PAGE TEXT:
+ + + + +

Connie Hartnett

Personal information
- Native name: Conchur Ó hAirtnéada (Irish)
- Nickname: con
- Born: 1951 Millstreet, Cork, Ireland
- Died: 17 December 2019 (aged 68) Cork, Ireland
- Occupation: Cattle dealer
- Height: 5 ft 10 in (178 cm)

Sport
- Sport: Gaelic football
- Position: Left wing-back

Club
- Years: Club
- Millstreet

Club titles
- Cork titles: 1

Inter-county
- Years: County / Apps (scores)
- 1970–1976: Cork / 10 (0-00)

Inter-county titles
- Munster titles: 3
- All-Irelands: 1
- NFL: 0
- All Stars: 0

= Connie Hartnett =

Irish Gaelic footballer (1951–2019)

Cornelius G. M. Hartnett (1951 – 17 December 2019) was an Irish Gaelic footballer who played for Cork Championship club Millstreet. He was a member of the Cork senior football team for six seasons, during which time he usually lined out as a left wing-back.

+ + + + +

RECORDS SUPPLIED:

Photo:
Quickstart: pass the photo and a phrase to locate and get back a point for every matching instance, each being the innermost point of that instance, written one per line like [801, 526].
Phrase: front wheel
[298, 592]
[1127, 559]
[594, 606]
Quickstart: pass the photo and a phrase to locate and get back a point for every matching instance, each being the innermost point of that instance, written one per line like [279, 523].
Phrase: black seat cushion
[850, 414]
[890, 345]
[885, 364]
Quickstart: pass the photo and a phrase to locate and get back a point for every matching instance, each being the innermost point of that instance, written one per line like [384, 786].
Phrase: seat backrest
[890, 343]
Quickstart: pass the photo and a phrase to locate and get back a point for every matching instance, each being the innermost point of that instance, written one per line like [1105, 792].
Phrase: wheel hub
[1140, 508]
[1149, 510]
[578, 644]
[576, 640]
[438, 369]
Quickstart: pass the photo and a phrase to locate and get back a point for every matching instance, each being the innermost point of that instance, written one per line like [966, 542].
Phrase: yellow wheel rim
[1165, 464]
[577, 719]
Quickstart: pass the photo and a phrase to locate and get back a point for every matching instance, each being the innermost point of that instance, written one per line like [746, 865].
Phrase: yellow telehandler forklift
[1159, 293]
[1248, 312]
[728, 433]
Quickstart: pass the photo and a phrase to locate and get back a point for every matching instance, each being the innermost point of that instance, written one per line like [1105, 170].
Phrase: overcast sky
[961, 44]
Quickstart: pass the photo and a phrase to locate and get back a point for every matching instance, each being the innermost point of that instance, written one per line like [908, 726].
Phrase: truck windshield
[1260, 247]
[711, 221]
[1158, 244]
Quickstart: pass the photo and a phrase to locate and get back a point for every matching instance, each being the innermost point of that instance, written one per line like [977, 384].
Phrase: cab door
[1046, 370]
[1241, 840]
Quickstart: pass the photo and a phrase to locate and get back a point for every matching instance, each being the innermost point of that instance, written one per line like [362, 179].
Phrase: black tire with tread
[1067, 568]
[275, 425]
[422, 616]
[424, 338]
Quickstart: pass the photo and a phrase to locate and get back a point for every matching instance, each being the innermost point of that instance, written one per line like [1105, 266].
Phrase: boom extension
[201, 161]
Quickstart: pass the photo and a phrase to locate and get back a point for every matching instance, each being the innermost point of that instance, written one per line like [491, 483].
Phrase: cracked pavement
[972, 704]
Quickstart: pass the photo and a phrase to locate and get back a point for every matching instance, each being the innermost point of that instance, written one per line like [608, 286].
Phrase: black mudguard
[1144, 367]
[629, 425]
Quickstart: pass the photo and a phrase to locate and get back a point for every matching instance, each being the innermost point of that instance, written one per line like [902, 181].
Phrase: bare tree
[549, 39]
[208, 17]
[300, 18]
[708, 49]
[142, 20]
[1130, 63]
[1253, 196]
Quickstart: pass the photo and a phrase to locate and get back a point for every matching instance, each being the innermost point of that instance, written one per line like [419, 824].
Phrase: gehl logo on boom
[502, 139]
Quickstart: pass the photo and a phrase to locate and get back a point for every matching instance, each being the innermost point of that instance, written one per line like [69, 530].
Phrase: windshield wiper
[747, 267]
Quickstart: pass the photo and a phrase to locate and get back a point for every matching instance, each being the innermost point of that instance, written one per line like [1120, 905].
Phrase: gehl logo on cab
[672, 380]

+ + + + +

GIVEN EXERCISE A: Copy the part of the Connie Hartnett page from "Personal information" to "in (178 cm)" word for word.
GIVEN EXERCISE B: Write the next part of the page about Connie Hartnett, continuing from where it stops.

RESPONSE A:
Personal information
- Native name: Conchur Ó hAirtnéada (Irish)
- Nickname: con
- Born: 1951 Millstreet, Cork, Ireland
- Died: 17 December 2019 (aged 68) Cork, Ireland
- Occupation: Cattle dealer
- Height: 5 ft 10 in (178 cm)

RESPONSE B:
Hartnett began his Gaelic football career at club level with Millstreet. He broke onto the club's top adult team as a 17-year-old in 1968 after enjoying a hugely successful career at underage level that saw him secure five successive Duhallow Minor Championship titles.

At inter-county level, Hartnett was part of the successful Cork minor team that won back-to-back All-Ireland Championships in 1968 and 1969 before later winning back-to-back All-Ireland Championships with the under-21 team in 1970 and 1971. He joined the Cork senior team during the 1969–70 National League. Hartnett eventually became the first-choice left wing-back and made numerous National League and Championship appearances in a career that ended with his last game in 1975 before effectively being dropped from the team. During that time he was left wing-back on Cork's 1973 All-Ireland Championship-winning team. Hartnett also secured three Munster Championship medals.

==Playing career==
===Millstreet===

Hartnett joined the Millstreet club at a young and played in all grades at juvenile and underage levels. He enjoyed a hugely successful underage career, winning five successive Duhallow Minor Championship medals between 1965 and 1969.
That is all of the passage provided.